** Soal Latihan **
1. Ubahlah seluruh bagian bacaan tentang pedagang ikan mulai dari "Mohd Haramen" hingga "pembeli memadati lapaknya." dengan mengganti "pedagang ikan" menjadi "pedagang sayur".
2. Menurut bacaan tentang pedagang ikan, di pasar mana pedagang itu berjualan?
3. Lanjutkan bacaan tentang pedagang ikan itu, mulai setelah kalimat terakhirnya.

** Kutipan Bacaan **
Mohd Haramen

#RAMADHAN 3 (TIGA) : Hamba Spritual

KEAJAIBAN selalu muncul di era modernisasi kini. Ditengah kepongahan kapitalisme dengan usaha menumpukkan harta, selalu ada mahluk yang punya belas kasih memikirkan jalan menuju keabadian. Dia salah seorang pedagang ikan di pasar Aur Duri, Kota Jambi. Keramahan dan kemurahan hatinya membuat jubelan pembeli memadati lapaknya.

Suatu ketika saya melihat dia tidak memiliki uang receh untuk mengembalikan uang pembeli. Lalu dia berucap; ” Ibu bawak saja dulu uangnya, kalau ingat dibayar, kalo lupa saya halalkan,” ujarnya. Saya tersenyum melihatnya, lalu dia berujar. “Memang begitu bang, kalau tidak kito halalkan jika lupo, nanti takut jadi beban (dosa, red) bagi dio,” tukasnya.

Ujaran itu membuat saya terkejut. Sungguh, pedagang itu sudah menabrak diktum ilmu ekonomi yang kokoh berdiri yakni memaksimalisasi keuntungan. Asumsi dalam ilmu ekonomi, bahwa manusia berperilaku mementingkan diri sendiri (self-seeking behavior) dan cenderung ingin menumpukkan kekayaan dipatahkan oleh sikap pedagang itu.

Cara berdagang yang lebih mementingkan keberkahan ini selalu dicontohkan oleh Rasulullah SAW. Rasulullah SAW dikenal dengan kejujurannya termasuk dalam berdagang. Beliau tidak pernah mengurangi takaran pada dagangannya, malah menambahkannya agar pembeli senang dengan pelayanannya. Kelebihan dan kekurangan kondisi barang dagangannya pun selalu beliau katakan pada pembeli.

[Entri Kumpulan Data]
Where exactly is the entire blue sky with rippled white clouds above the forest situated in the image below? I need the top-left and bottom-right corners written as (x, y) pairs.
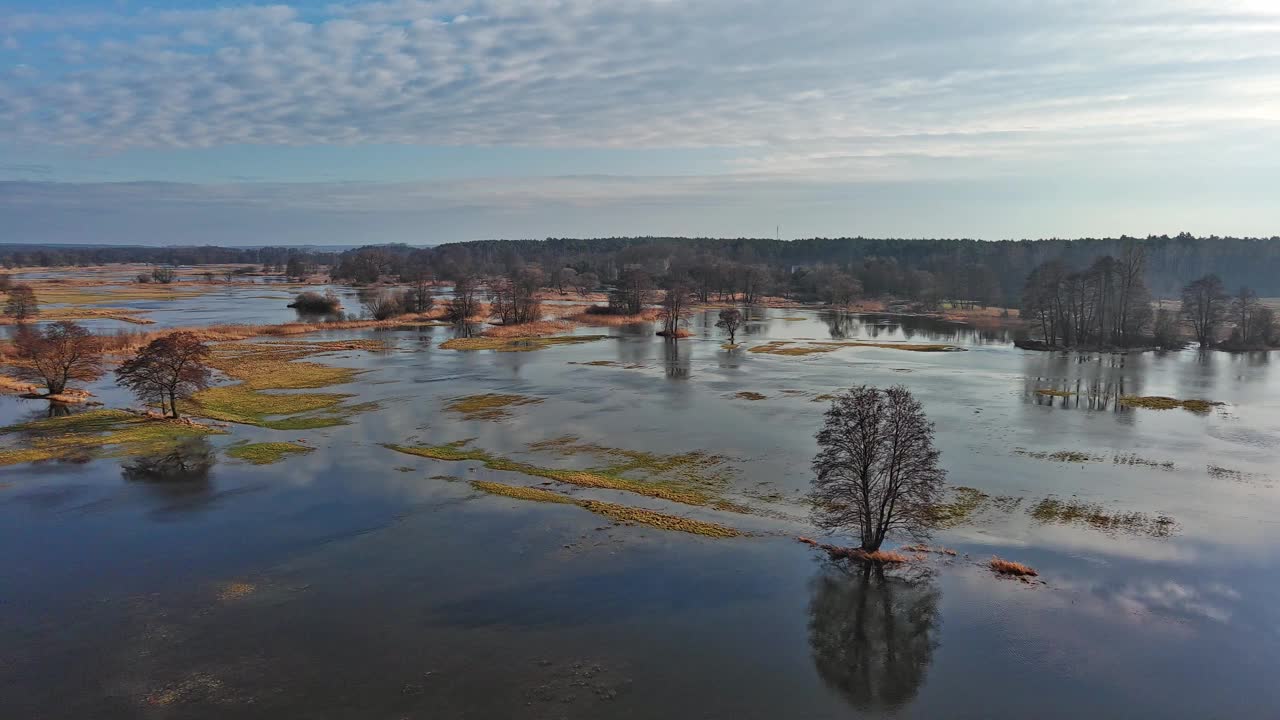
top-left (0, 0), bottom-right (1280, 245)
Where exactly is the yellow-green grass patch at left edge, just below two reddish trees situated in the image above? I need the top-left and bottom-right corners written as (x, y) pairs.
top-left (0, 410), bottom-right (220, 465)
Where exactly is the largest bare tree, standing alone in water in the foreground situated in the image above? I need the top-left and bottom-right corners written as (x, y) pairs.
top-left (810, 386), bottom-right (946, 552)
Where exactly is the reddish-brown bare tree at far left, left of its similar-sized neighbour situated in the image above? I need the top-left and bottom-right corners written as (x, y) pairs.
top-left (13, 320), bottom-right (102, 395)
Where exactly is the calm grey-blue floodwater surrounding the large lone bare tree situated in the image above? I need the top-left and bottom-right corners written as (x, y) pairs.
top-left (0, 288), bottom-right (1280, 719)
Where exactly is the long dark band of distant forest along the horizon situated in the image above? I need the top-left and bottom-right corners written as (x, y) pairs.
top-left (0, 233), bottom-right (1280, 299)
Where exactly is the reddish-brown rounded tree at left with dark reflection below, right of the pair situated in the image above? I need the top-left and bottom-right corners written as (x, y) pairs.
top-left (115, 331), bottom-right (211, 418)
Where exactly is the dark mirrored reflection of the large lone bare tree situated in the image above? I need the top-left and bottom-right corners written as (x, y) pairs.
top-left (809, 564), bottom-right (941, 711)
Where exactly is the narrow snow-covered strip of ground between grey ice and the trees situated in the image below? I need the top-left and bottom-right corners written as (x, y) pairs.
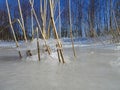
top-left (0, 37), bottom-right (120, 50)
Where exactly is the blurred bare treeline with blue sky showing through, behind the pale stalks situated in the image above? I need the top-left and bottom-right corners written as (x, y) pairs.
top-left (0, 0), bottom-right (120, 40)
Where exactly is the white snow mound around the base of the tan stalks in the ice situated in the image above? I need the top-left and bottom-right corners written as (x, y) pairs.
top-left (17, 39), bottom-right (70, 63)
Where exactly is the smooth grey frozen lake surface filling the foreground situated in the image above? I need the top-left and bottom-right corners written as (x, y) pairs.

** Jawaban Tiap Soal **
1.
Mohd Haramen

#RAMADHAN 3 (TIGA) : Hamba Spritual

KEAJAIBAN selalu muncul di era modernisasi kini. Ditengah kepongahan kapitalisme dengan usaha menumpukkan harta, selalu ada mahluk yang punya belas kasih memikirkan jalan menuju keabadian. Dia salah seorang pedagang sayur di pasar Aur Duri, Kota Jambi. Keramahan dan kemurahan hatinya membuat jubelan pembeli memadati lapaknya.

2. Di pasar Aur Duri, Kota Jambi.

3.
Jika dunia diisi manusia yang berkepribadian seperti ini, maka tidak akan pernah muncul kemiskinan ekstrem, dan antrean sembako yang parah. Karena hasrat menguasai lebih kecil dari pada hasrat berbagi. Seluruh asumsi dan tatanan ekonomi inilah yang dirobohkan oleh pedagang itu. Ritual ekonomi baginya adalah paket ibadah untuk mencukupi kebutuhan hidup. Pedagang itu merupakan jelmaan hamba spiritual berwatak sosial. Dirinya mampu menempatkan insentif material di bawah imperatif moral.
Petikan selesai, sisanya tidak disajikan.